━━ Task input ━━
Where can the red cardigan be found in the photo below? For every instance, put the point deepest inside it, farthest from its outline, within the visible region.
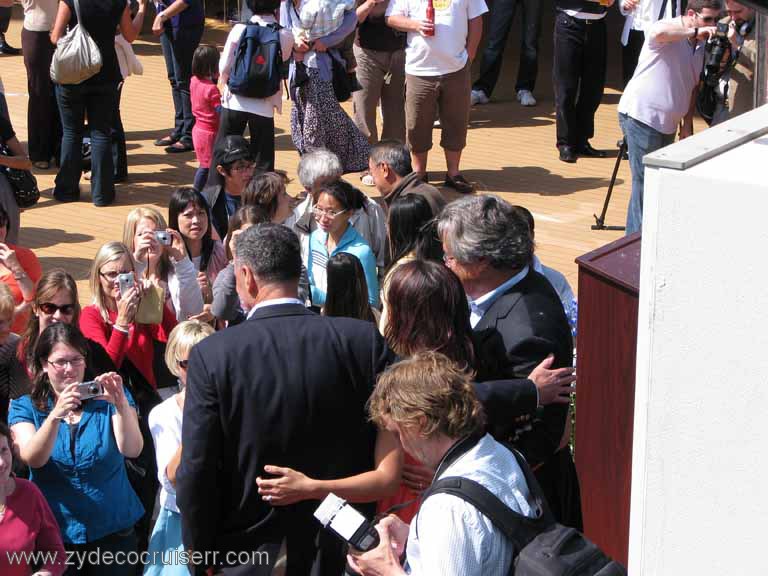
(137, 345)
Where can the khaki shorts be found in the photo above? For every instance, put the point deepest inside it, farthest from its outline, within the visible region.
(425, 96)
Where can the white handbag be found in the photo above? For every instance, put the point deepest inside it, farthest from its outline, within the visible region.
(77, 56)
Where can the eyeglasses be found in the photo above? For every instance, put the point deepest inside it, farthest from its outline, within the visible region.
(319, 213)
(112, 275)
(50, 308)
(242, 166)
(62, 364)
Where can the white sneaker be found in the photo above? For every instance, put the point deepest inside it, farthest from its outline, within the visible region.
(525, 97)
(478, 97)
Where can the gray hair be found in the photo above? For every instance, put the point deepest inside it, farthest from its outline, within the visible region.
(394, 154)
(486, 227)
(271, 251)
(319, 164)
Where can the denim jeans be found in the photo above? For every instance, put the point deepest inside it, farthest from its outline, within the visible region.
(98, 102)
(180, 44)
(122, 543)
(501, 18)
(641, 139)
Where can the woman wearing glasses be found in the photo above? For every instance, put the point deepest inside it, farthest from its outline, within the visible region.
(335, 204)
(56, 301)
(76, 446)
(110, 323)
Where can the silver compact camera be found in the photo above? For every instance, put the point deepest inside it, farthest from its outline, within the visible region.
(90, 390)
(164, 237)
(336, 515)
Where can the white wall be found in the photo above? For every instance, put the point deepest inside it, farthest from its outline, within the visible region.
(700, 455)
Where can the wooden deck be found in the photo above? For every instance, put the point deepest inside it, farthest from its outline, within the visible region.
(511, 152)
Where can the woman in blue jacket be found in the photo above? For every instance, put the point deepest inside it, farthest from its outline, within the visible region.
(336, 203)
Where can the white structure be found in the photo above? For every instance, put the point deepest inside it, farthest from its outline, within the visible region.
(700, 456)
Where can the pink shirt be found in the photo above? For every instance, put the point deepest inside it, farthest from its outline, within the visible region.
(29, 526)
(205, 98)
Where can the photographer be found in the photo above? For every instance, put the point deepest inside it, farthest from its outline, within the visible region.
(430, 405)
(735, 87)
(76, 446)
(661, 94)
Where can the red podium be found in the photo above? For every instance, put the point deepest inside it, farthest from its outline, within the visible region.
(605, 393)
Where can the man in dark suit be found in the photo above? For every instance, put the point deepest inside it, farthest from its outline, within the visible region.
(287, 387)
(518, 321)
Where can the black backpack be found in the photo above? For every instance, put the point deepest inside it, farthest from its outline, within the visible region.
(542, 546)
(258, 67)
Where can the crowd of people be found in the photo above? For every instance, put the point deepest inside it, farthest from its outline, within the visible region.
(245, 354)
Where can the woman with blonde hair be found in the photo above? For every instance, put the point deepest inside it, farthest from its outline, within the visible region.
(165, 425)
(110, 322)
(165, 265)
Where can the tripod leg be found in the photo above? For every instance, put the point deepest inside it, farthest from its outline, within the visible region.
(600, 221)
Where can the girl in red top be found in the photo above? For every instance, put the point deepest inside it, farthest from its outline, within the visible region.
(206, 106)
(109, 321)
(19, 270)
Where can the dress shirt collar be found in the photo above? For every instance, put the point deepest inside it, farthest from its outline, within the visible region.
(478, 307)
(274, 302)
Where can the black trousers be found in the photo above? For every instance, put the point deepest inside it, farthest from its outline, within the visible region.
(501, 18)
(43, 124)
(630, 54)
(578, 77)
(262, 132)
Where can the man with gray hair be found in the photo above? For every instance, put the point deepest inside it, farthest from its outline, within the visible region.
(287, 387)
(389, 164)
(318, 168)
(518, 321)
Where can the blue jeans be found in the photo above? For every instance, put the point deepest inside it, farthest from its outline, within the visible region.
(98, 102)
(501, 18)
(178, 47)
(641, 139)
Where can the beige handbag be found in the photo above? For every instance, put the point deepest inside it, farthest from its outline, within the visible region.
(77, 56)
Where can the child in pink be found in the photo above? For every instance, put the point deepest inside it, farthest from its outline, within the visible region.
(206, 106)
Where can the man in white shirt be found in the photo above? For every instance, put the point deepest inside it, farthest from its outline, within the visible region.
(430, 406)
(438, 57)
(661, 93)
(640, 16)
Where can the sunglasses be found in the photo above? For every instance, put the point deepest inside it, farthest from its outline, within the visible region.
(49, 308)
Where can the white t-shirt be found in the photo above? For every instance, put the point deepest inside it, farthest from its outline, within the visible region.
(446, 51)
(261, 106)
(659, 93)
(165, 426)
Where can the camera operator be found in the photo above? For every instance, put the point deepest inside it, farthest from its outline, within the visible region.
(430, 405)
(735, 90)
(661, 93)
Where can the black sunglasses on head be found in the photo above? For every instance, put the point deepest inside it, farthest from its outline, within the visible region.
(50, 308)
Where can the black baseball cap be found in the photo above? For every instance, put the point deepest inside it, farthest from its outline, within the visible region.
(232, 149)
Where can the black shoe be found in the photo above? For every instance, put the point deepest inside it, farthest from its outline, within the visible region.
(167, 141)
(567, 154)
(8, 50)
(179, 147)
(587, 150)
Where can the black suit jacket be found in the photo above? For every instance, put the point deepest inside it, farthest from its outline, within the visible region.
(287, 387)
(518, 331)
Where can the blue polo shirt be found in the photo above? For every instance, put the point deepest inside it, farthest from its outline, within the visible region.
(87, 488)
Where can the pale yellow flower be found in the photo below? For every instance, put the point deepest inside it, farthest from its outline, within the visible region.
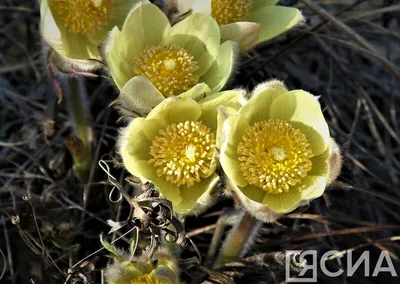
━━━
Pull out every line in the rows above that contains the word "camera", and copy each one in full.

Where can the silver compact camera be found in the photo above? For every instance, put the point deepest inside it, farthest from its outline, within the visible region.
Where can the camera operator be found in the photo above? For every instance, put the point deepest inside it, farthest from its outline, within the visible region.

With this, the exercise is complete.